[WHAT TO DO]
**a.** From the article on retirement worries, extract the passage from "It is truly" up to and including "a good thing.".
**b.** In the article on retirement worries, what was the average age at which the parents of the 65-year-olds in the survey died?

[PAGE EXCERPT]
/---

It is truly American to worry about retirement, so let’s get the order straight:
—The No. 1 risk if that you’ll outlive your money, known as longevity risk.
—No. 2, being swamped by later-life medical and care costs.
—Coming in third is market risk, the periodic reality of bear markets.
And yet when the Center for Retirement Research at Boston College did its latest biennial survey of 20,000 older Americans, households with at least one person 65 years old put market risk at the top of things to worry about.
No biggie except people tend to act on their worries, and fiddling with your investment mix, trying to hop in and out of the market to avoid downturns, will not only likely lead to lesser returns, it’ll distract you from planning for a very long life, which is mostly a good thing.
Actuarial tables tell us that half of 65-year-old men in 2020 will still be alive at age 84. And half of 65-year-old-women in 2020 will still be alive at 86. But when asked to estimate their life expectancy at age 65, men on average said 77; women, 78.
We anchor on the age our parents died. Among the 65-year-olds in the survey the average age their parents died was 76.5.

\---

[DATA SHOWN]
/---

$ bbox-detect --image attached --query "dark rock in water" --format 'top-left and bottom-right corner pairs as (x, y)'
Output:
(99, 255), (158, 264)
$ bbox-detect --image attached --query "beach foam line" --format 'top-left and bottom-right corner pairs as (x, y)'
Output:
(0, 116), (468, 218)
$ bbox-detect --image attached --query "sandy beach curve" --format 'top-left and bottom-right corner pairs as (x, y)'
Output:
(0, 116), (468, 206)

\---
/---

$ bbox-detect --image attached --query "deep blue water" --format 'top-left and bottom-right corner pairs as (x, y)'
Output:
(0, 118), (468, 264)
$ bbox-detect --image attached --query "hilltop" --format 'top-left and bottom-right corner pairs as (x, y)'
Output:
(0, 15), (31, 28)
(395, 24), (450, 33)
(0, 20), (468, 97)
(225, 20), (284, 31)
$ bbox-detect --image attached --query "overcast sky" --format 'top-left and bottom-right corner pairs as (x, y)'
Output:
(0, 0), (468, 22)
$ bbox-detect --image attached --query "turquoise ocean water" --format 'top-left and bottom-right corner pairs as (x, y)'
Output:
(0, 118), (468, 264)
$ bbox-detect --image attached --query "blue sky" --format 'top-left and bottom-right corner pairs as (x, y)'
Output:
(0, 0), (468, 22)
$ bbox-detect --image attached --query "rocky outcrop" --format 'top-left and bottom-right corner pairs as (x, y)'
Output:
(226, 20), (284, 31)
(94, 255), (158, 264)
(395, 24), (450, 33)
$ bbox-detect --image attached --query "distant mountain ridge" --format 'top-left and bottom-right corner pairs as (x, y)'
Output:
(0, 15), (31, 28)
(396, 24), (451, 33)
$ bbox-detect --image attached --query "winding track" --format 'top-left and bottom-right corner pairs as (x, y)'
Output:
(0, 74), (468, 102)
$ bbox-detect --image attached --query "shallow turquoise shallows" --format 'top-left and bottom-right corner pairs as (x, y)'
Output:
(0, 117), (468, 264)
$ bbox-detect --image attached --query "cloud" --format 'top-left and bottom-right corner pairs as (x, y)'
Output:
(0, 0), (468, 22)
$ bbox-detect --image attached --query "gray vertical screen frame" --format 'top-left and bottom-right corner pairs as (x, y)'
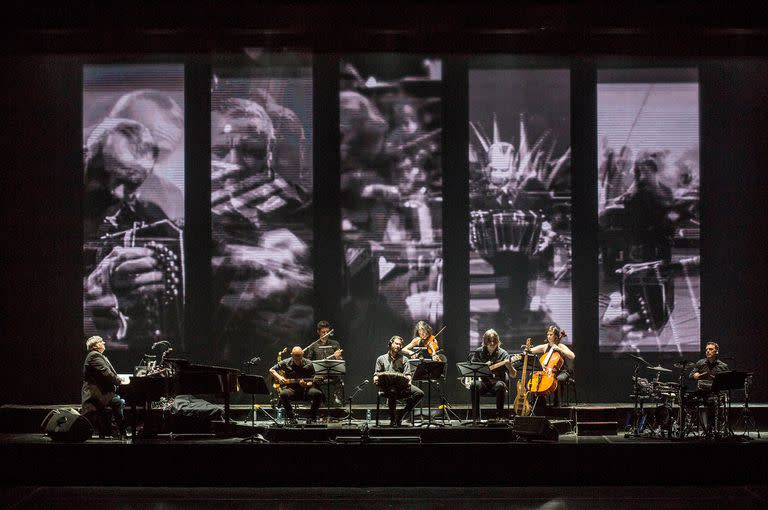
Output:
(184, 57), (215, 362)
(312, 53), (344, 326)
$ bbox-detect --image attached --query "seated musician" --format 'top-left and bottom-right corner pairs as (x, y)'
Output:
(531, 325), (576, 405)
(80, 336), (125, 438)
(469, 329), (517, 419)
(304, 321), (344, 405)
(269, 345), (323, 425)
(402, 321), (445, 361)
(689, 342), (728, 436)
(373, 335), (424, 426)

\---

[ANSWERS TO THIS EXERCISE]
**a.**
It is truly American to worry about retirement, so let’s get the order straight:
—The No. 1 risk if that you’ll outlive your money, known as longevity risk.
—No. 2, being swamped by later-life medical and care costs.
—Coming in third is market risk, the periodic reality of bear markets.
And yet when the Center for Retirement Research at Boston College did its latest biennial survey of 20,000 older Americans, households with at least one person 65 years old put market risk at the top of things to worry about.
No biggie except people tend to act on their worries, and fiddling with your investment mix, trying to hop in and out of the market to avoid downturns, will not only likely lead to lesser returns, it’ll distract you from planning for a very long life, which is mostly a good thing.

**b.** 76.5